> _課題 1_
論文掲載の報奨金についての文章によると、中国の大学がWeb of Science採録の雑誌に載った論文に出した報奨金の幅はいくらからいくらまでですか。
> _課題 2_
論文掲載の報奨金についての文章を、最後の文のあとから続けて書いてください。

2017年9月、中国政府による論文掲載への報奨金制度が明らかになりました。中国人科学者の発表論文数が急増した背景に、多くの研究者がScienceやNatureなどの著名な国際学術ジャーナルに論文が掲載された際に報奨金を得たことが発覚。金銭目的に投稿される論文の信頼性や中国の科学全般の公正さについて、疑念を持つ声が上がりました。実際、査読過程で不正が見つかった論文が、多数取り下げられたこともありました。
しかし中国の他にも、カタールや台湾、オマーン、そしてアメリカなど多数の国の研究機関が、論文を発表した研究者に報奨金を支払っています。研究者にとっては研究資金を得ることができ、大学や研究機関にとっては、このインセンティブによって論文投稿が増え、ひいては国全体の学術研究における威信が高まることが期待されています。
■ 気になる金額は?
では、報奨金は一体どの程度の金額なのでしょうか。5000ドル以上を支給する国もあるようですが、やはり高額なのは中国で、最高165,000ドル(約1,730万円)も支払われている――との説があります。
中国の大学に所属するWei QuanとBikun Chen、カナダの大学に所属するFei Shuの3名の研究者がプレプリント投稿した、中国の論文掲載への報奨金制度に関する文献(Publish or impoverish: An investigation of the monetary reward system of science in China)に、興味深い調査結果が示されています。これは、報奨金の提供をウェブサイトに公開している100の大学を対象とし、約20年の間(1999-2016年)に作成された報奨金に関する168の文書を分析したものです。これによると、中国の大学がWeb of Science採録の雑誌で公開された論文に提供した報奨金の幅は、30ドルから165,000ドル。報奨金の平均は、過去10年間で増加していることが実証されました。

> _記録データ_
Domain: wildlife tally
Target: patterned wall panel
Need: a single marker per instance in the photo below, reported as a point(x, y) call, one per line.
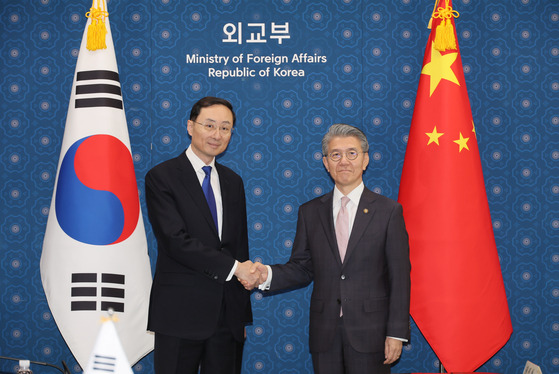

> _答え 1_
30ドルから165,000ドルまでです。

> _答え 2_
報奨金の平均額が高いのはNatureとScienceで、2016年はなんと43,783ドル(約460万円)。2008年の平均額に比べると67%の増加となっています。日本の国税庁によると、同年の日本の民間給与の平均は422万円。中国の研究者は、著名な学術ジャーナルへの1本の論文掲載で、日本の平均年収を上回る報酬を得ることになるのです。もちろん、学術ジャーナルによって水準は異なり、PLOS OneやMIS Quarterlyなどへの掲載の場合は先述の2誌より低く、例えばMIS Quarterlyの2016年の平均は2,938ドル(約31万円)でした。高額2誌のわずか1/10以下にとどまります。
■ 格差を生む報奨金
研究者にモチベーションをもたらし、国全体の研究水準を引き上げる効果も期待されるこの制度ですが、よいことばかりではないようです。
Weiらは、報奨金が学術界に「マタイ効果」、すなわち富める者はますます富み、奪われる者はますます奪われる――という状況を招く、と示唆しています。なぜなら、高額の報奨金を一度でも得た研究者は、それを資金にさらに高度な研究を行うことができ、再び報奨金につながる論文投稿のチャンスを得られます。一方で、研究資金の乏しい研究者は、常に資金の心配をしながら限られた研究を続けるしかなく、結果、報奨金を得られるような画期的な研究にはずっと手が届かない、という悪循環に陥ってしまうことが危惧されているのです。
文献では、中国をはじめ複数の国々による報奨金の付与ならびにその結果から鑑みて、次のような変化が学術界にもたらされるとしています。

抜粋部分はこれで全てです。